* WHAT YOU WILL DO: Would you please copy each line of the data in which the string "rough" occurs?
── DATA TO USE
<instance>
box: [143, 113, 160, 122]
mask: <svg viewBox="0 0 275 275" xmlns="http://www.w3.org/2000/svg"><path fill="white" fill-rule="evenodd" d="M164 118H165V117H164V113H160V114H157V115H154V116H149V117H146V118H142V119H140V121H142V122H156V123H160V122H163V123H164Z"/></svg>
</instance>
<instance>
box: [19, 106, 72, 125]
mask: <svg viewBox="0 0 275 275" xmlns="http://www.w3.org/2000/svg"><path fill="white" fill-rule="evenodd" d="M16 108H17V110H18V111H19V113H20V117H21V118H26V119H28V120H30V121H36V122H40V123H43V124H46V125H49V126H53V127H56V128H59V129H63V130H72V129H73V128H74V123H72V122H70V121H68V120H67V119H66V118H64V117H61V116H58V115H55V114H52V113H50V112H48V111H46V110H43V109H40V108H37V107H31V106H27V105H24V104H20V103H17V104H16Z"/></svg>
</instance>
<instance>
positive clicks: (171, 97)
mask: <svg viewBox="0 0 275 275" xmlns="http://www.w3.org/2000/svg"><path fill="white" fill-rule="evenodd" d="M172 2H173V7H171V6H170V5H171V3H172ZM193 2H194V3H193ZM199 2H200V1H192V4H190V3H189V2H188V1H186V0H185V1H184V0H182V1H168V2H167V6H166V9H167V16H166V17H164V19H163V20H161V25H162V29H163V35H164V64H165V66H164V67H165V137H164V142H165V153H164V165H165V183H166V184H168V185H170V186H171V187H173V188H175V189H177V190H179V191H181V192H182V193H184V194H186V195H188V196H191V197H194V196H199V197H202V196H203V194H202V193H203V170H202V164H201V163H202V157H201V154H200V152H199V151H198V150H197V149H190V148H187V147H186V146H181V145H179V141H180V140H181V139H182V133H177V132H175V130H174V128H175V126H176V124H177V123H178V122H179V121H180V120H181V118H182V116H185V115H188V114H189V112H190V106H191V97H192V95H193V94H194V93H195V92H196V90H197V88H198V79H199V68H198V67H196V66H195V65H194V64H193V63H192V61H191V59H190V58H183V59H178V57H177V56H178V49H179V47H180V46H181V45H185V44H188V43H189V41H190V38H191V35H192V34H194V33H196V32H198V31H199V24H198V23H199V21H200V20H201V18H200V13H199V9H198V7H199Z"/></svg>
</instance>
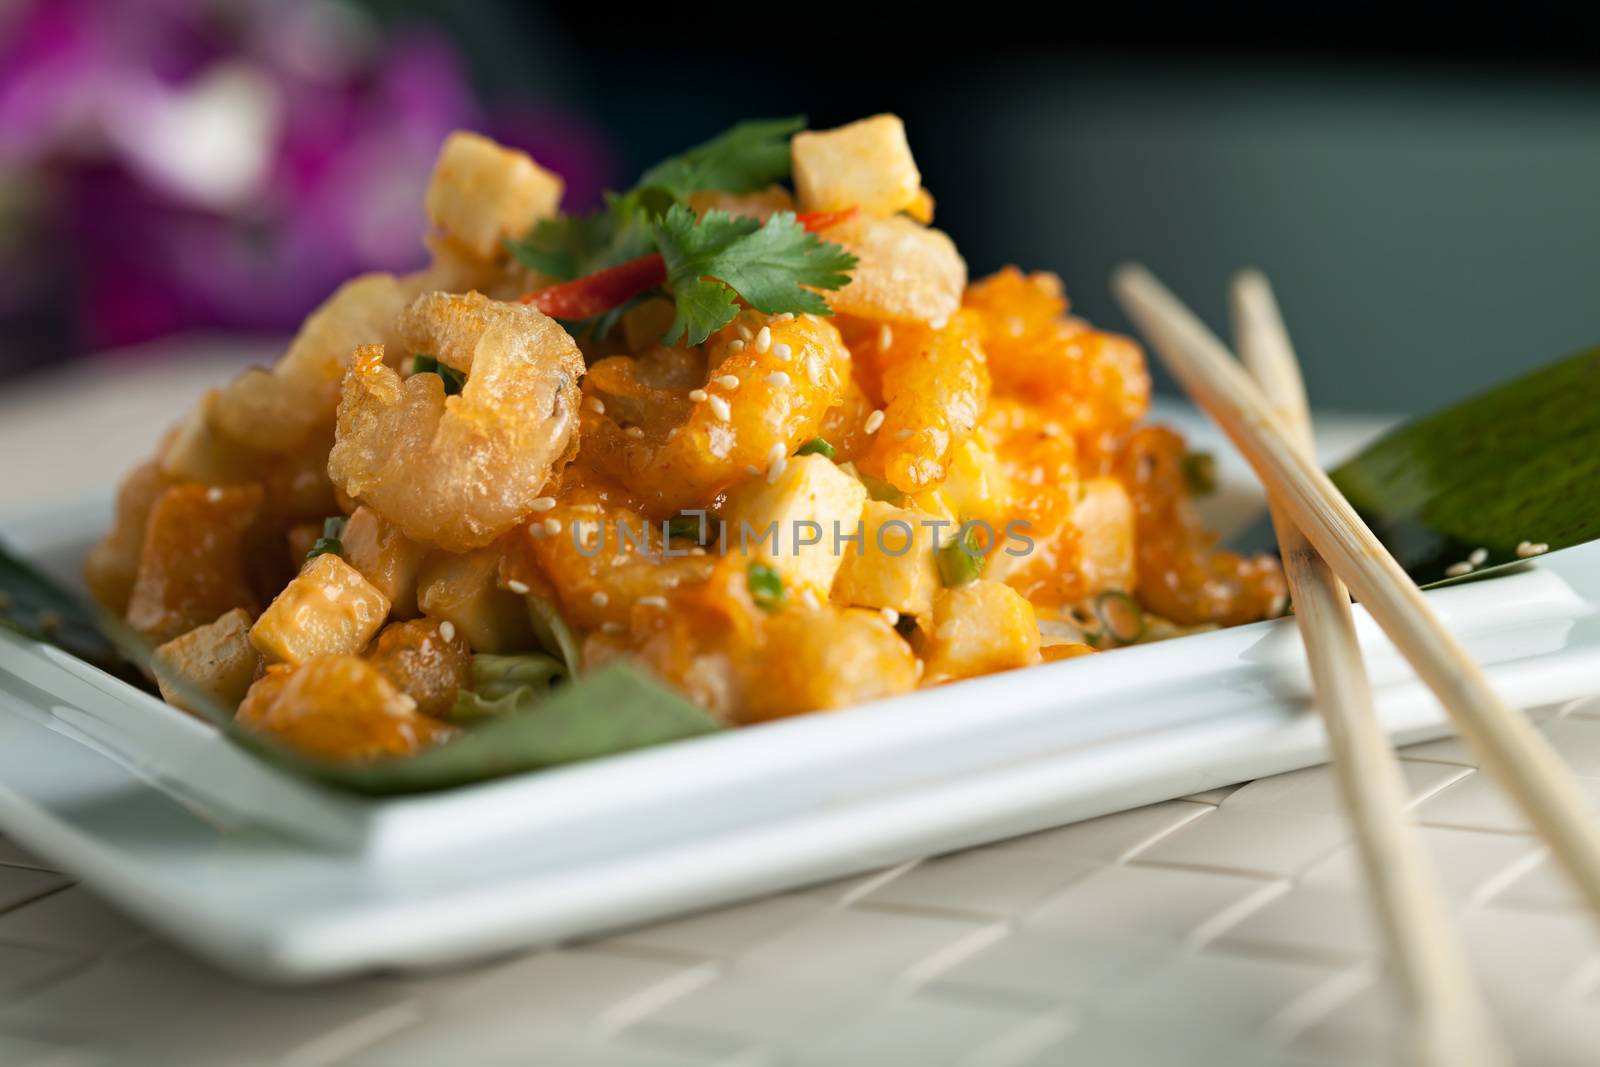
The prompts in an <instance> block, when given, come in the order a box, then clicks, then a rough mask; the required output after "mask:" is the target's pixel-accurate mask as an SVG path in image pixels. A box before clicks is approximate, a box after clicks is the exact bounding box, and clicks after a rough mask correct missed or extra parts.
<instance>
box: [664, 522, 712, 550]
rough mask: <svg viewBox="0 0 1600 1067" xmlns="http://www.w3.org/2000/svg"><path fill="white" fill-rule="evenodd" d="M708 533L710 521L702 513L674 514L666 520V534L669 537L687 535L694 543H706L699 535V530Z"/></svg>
────
* TASK RESULT:
The prompts in an <instance> block, when given, come in the order a box, then clicks, then a rough mask; the required output after "mask:" is the target's pixel-accurate mask as an SVG path in image pixels. A box before clicks is approximate, a box after clicks is the exact bounding box, and clicks after a rough mask correct missed or extra parts.
rough mask: <svg viewBox="0 0 1600 1067" xmlns="http://www.w3.org/2000/svg"><path fill="white" fill-rule="evenodd" d="M708 533L710 521L702 513L674 514L666 520V534L669 537L687 535L694 543H706L699 535V530Z"/></svg>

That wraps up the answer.